UC, community colleges create new transfer opportunities for California students



Saffiya Sheikh, Horizon Charter School

This spring, the University of California system and California community colleges will be teaming up to create new opportunities for California students to transfer to a UC campus.  

Six UC campuses will pilot a new dual-admission program, called Transfer Admission Guarantee, to allow students another chance at attending college. 

Students who have achieved a grade point average of 3.0 and above in high school, but have been rejected by the UCs because they could not fulfill the A-G requirements, can receive another opportunity to attend their desired UC school (with a few exceptions) through this program. 

Through the TAG program, community college students are given a chance to access UC campuses, libraries, transfer events, and advice from counselors, specifically for dual-admission students. 

In a UC Newsroom article, Han Mi Yoon-Wu, the executive director of Undergraduate Admissions, talked about how these students need to wait and complete transfer requirements at a local community college in exchange for a promised spot at one of the participating UC campuses. 

UC Davis, UC Irvine, UC Merced, UC Riverside, UC Santa Barbara, and UC Santa Cruz are the campuses participating in the TAG pilot. 

However, the pilot has a drawback. The UC campuses with the most competitive admission rates are not participating. 

UC Berkeley, UCLA, and UC San Diego have chosen not to play a part in the TAG program, which has resulted in some disagreements, considering how these UC campuses are the toughest to enroll in. 

On the other hand, applicants to these campuses who have completed the A-G requirements will be safe from the possibility of being displaced by TAG students.

Melora Klusnick, the lead counselor at Horizon Charter School, said completing all the A-G requirements is still essential, despite what this new opportunity might provide – especially if someone is considering attending a competitive school.  

“Completing A-G requirements is still extremely important so that students have the option to attend a UC or CSU as a freshman,” Klusnick said. “It also gives them the option to go to one of the three most competitive UCs that don’t participate in the new dual admission program.”

The program is more of a second chance than a reason for students not to complete A-G requirements, Klusnick added.

▸ GIVEN INSTRUCTION 1: Which three UC campuses have chosen not to take part in the TAG program, according to the article on UC transfer opportunities?
▸ GIVEN INSTRUCTION 2: Reproduce the passage of the article on UC transfer opportunities between "However, the pilot" and "a competitive school.", inclusive.
The records after this point are separate material, unrelated to the article on UC transfer opportunities.

▸ PROVIDED RECORDS:
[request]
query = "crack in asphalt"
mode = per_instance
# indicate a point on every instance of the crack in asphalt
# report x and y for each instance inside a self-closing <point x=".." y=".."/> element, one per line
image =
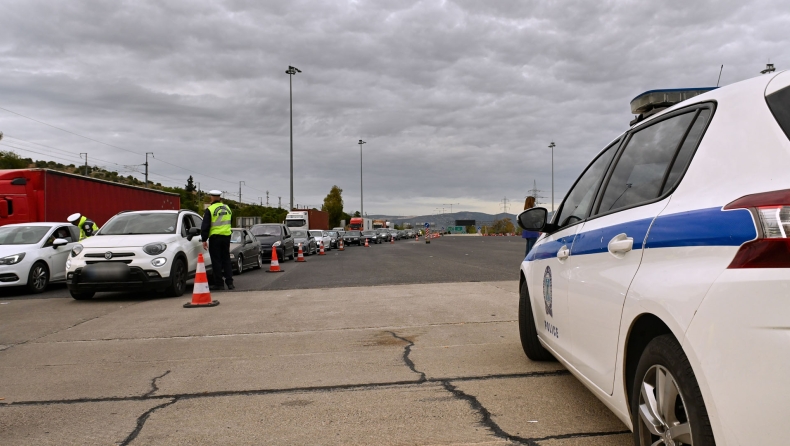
<point x="259" y="333"/>
<point x="406" y="353"/>
<point x="142" y="419"/>
<point x="154" y="387"/>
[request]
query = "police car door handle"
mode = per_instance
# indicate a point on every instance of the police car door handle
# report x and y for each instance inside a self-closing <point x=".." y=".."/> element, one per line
<point x="621" y="244"/>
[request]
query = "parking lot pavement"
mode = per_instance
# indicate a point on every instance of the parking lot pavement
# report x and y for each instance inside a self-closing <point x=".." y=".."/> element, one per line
<point x="395" y="364"/>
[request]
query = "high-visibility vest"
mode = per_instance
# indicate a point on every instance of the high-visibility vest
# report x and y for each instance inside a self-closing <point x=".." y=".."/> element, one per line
<point x="220" y="219"/>
<point x="81" y="225"/>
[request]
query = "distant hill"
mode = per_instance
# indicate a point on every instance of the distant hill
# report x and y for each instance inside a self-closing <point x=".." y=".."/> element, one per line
<point x="446" y="219"/>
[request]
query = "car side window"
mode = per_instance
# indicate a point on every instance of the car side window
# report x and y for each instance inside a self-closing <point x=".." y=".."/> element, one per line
<point x="638" y="175"/>
<point x="186" y="224"/>
<point x="683" y="158"/>
<point x="580" y="198"/>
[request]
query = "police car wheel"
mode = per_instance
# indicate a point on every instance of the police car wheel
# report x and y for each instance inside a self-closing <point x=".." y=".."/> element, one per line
<point x="38" y="278"/>
<point x="178" y="279"/>
<point x="527" y="329"/>
<point x="85" y="295"/>
<point x="666" y="402"/>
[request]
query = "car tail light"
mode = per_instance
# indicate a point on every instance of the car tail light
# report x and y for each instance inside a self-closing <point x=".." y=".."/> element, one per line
<point x="771" y="249"/>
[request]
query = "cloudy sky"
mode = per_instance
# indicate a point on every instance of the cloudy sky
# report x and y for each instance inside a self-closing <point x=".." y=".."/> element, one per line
<point x="457" y="100"/>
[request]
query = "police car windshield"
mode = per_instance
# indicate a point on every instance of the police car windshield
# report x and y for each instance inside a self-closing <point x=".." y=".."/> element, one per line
<point x="264" y="230"/>
<point x="141" y="223"/>
<point x="22" y="235"/>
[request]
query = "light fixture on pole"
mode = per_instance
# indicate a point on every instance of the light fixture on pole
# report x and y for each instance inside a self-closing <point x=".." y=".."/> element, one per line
<point x="551" y="146"/>
<point x="146" y="166"/>
<point x="291" y="71"/>
<point x="361" y="196"/>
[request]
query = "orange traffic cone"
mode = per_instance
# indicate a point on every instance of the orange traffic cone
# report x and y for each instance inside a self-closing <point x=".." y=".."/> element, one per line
<point x="274" y="267"/>
<point x="201" y="296"/>
<point x="300" y="257"/>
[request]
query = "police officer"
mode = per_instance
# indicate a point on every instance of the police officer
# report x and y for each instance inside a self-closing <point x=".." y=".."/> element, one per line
<point x="87" y="226"/>
<point x="215" y="233"/>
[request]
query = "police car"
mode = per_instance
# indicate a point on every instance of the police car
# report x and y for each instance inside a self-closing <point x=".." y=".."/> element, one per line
<point x="662" y="282"/>
<point x="140" y="250"/>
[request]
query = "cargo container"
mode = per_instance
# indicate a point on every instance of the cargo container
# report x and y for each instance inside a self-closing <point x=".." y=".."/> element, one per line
<point x="307" y="219"/>
<point x="41" y="195"/>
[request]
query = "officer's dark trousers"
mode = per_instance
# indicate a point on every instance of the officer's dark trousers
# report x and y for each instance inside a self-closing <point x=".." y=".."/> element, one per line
<point x="219" y="250"/>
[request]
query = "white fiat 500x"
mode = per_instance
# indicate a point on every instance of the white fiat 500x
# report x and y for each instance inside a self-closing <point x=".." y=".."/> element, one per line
<point x="140" y="250"/>
<point x="662" y="282"/>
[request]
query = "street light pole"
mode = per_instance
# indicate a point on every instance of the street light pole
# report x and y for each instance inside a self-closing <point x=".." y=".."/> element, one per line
<point x="146" y="166"/>
<point x="551" y="146"/>
<point x="361" y="196"/>
<point x="291" y="72"/>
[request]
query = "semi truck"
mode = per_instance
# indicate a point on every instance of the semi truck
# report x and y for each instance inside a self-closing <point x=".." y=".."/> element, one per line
<point x="307" y="219"/>
<point x="40" y="195"/>
<point x="360" y="224"/>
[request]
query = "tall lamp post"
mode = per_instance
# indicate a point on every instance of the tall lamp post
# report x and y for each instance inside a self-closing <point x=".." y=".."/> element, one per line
<point x="291" y="71"/>
<point x="361" y="196"/>
<point x="551" y="146"/>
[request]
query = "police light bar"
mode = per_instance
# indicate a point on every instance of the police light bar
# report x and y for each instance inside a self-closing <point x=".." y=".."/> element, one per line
<point x="653" y="99"/>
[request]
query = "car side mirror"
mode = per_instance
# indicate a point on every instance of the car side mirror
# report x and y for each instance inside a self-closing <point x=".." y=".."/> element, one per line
<point x="192" y="233"/>
<point x="533" y="219"/>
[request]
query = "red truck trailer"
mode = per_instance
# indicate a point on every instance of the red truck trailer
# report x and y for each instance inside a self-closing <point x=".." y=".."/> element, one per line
<point x="33" y="195"/>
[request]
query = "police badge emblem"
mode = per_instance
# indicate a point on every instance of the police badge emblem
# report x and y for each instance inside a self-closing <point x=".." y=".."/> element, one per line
<point x="547" y="291"/>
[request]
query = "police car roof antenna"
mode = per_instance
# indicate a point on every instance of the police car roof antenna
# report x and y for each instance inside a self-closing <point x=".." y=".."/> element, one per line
<point x="720" y="70"/>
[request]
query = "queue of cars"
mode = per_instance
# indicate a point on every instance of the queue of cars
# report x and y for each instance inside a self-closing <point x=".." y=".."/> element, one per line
<point x="662" y="280"/>
<point x="143" y="251"/>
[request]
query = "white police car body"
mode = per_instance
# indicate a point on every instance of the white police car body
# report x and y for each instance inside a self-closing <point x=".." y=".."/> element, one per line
<point x="663" y="280"/>
<point x="139" y="250"/>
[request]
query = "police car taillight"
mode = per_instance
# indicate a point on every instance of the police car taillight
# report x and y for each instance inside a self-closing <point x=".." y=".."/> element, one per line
<point x="771" y="249"/>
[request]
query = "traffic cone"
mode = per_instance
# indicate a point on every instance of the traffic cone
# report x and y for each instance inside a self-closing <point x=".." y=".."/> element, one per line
<point x="300" y="257"/>
<point x="274" y="267"/>
<point x="201" y="296"/>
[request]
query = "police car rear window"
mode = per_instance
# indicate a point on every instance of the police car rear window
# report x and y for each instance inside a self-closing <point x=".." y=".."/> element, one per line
<point x="779" y="103"/>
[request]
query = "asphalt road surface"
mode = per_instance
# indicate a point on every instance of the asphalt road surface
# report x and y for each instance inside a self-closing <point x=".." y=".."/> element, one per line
<point x="413" y="363"/>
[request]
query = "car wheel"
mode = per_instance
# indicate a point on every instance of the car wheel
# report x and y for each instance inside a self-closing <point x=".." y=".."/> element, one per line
<point x="239" y="264"/>
<point x="527" y="329"/>
<point x="38" y="278"/>
<point x="178" y="279"/>
<point x="666" y="402"/>
<point x="85" y="295"/>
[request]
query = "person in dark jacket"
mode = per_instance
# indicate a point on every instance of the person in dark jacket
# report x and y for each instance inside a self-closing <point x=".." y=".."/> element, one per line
<point x="215" y="233"/>
<point x="530" y="236"/>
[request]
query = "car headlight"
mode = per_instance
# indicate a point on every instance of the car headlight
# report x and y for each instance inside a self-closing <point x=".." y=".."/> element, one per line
<point x="154" y="249"/>
<point x="12" y="260"/>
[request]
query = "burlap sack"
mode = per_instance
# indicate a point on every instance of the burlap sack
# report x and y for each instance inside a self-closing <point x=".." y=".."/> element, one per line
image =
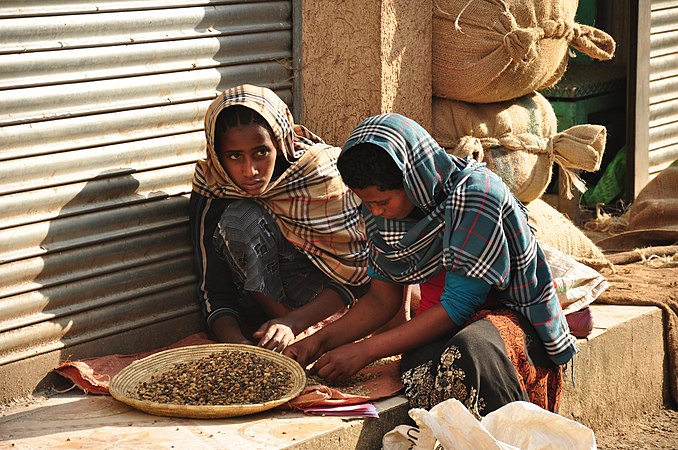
<point x="556" y="230"/>
<point x="488" y="51"/>
<point x="517" y="140"/>
<point x="653" y="216"/>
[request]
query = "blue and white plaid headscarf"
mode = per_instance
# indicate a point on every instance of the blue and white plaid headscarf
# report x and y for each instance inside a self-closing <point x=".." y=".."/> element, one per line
<point x="473" y="226"/>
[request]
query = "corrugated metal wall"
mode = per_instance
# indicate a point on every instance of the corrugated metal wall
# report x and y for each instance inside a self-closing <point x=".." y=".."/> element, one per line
<point x="663" y="92"/>
<point x="101" y="109"/>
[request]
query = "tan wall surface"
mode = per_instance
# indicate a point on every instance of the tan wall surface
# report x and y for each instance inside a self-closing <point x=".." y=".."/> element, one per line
<point x="362" y="58"/>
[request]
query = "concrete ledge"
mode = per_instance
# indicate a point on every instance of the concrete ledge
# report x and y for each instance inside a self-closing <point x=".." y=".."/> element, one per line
<point x="619" y="375"/>
<point x="620" y="371"/>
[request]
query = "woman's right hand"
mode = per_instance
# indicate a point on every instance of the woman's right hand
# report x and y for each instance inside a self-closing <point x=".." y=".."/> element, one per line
<point x="274" y="335"/>
<point x="306" y="350"/>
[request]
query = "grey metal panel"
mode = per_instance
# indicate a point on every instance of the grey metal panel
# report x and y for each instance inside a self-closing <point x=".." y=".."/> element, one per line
<point x="663" y="43"/>
<point x="664" y="66"/>
<point x="663" y="89"/>
<point x="662" y="157"/>
<point x="664" y="112"/>
<point x="664" y="19"/>
<point x="101" y="116"/>
<point x="26" y="34"/>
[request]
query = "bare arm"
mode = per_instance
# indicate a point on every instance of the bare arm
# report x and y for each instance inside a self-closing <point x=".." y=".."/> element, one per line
<point x="348" y="359"/>
<point x="372" y="310"/>
<point x="278" y="333"/>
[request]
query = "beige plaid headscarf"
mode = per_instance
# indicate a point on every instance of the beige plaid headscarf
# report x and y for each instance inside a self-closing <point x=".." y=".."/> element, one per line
<point x="310" y="203"/>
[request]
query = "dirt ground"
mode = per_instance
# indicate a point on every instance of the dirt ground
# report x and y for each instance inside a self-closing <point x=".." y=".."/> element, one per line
<point x="653" y="431"/>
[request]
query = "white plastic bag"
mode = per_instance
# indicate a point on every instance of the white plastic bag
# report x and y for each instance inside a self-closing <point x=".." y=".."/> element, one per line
<point x="577" y="285"/>
<point x="515" y="426"/>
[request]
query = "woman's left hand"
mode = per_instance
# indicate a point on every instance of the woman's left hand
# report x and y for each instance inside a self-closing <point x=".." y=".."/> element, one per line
<point x="274" y="335"/>
<point x="342" y="362"/>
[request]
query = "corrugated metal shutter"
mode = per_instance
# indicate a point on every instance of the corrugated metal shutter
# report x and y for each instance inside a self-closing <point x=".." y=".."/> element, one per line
<point x="101" y="109"/>
<point x="663" y="92"/>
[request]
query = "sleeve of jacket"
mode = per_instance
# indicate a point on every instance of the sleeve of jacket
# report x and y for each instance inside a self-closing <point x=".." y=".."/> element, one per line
<point x="217" y="293"/>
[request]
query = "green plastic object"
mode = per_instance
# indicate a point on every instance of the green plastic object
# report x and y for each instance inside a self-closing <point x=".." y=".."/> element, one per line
<point x="611" y="185"/>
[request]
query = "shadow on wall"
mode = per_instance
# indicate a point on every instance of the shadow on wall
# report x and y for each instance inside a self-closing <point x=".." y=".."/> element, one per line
<point x="108" y="271"/>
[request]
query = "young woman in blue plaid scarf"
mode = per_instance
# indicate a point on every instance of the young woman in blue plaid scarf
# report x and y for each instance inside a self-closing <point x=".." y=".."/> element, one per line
<point x="489" y="329"/>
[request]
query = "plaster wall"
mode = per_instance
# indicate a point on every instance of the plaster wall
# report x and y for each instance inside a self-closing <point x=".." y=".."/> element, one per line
<point x="362" y="58"/>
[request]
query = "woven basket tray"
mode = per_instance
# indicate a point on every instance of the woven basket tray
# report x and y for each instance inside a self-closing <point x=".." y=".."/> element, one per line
<point x="123" y="386"/>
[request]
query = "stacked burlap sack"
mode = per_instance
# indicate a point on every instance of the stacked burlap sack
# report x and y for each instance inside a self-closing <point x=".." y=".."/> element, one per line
<point x="489" y="59"/>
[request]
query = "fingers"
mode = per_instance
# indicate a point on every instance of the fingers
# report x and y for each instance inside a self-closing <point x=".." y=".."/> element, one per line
<point x="276" y="338"/>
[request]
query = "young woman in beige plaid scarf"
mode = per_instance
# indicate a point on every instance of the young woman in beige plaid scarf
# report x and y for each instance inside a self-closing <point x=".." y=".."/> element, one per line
<point x="279" y="241"/>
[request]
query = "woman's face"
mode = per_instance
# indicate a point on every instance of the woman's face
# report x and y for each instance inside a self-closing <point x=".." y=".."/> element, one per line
<point x="391" y="204"/>
<point x="248" y="153"/>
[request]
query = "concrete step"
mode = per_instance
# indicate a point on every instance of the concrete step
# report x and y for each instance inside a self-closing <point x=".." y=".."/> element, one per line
<point x="618" y="375"/>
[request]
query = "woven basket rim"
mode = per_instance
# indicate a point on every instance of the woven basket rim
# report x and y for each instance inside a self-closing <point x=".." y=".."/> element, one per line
<point x="124" y="383"/>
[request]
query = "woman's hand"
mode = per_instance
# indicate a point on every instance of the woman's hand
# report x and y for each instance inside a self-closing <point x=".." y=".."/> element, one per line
<point x="306" y="350"/>
<point x="342" y="362"/>
<point x="274" y="335"/>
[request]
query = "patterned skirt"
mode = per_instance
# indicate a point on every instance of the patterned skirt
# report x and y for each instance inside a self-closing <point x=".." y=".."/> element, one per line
<point x="495" y="359"/>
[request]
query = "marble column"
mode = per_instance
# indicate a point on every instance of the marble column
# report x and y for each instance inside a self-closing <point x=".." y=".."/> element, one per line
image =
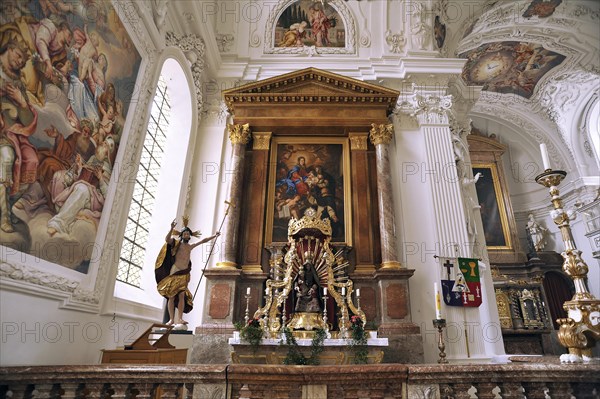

▸ EXERCISE RESULT 1: UC Berkeley, UCLA, and UC San Diego.

▸ EXERCISE RESULT 2:
However, the pilot has a drawback. The UC campuses with the most competitive admission rates are not participating. 

UC Berkeley, UCLA, and UC San Diego have chosen not to play a part in the TAG program, which has resulted in some disagreements, considering how these UC campuses are the toughest to enroll in. 

On the other hand, applicants to these campuses who have completed the A-G requirements will be safe from the possibility of being displaced by TAG students.

Melora Klusnick, the lead counselor at Horizon Charter School, said completing all the A-G requirements is still essential, despite what this new opportunity might provide – especially if someone is considering attending a competitive school.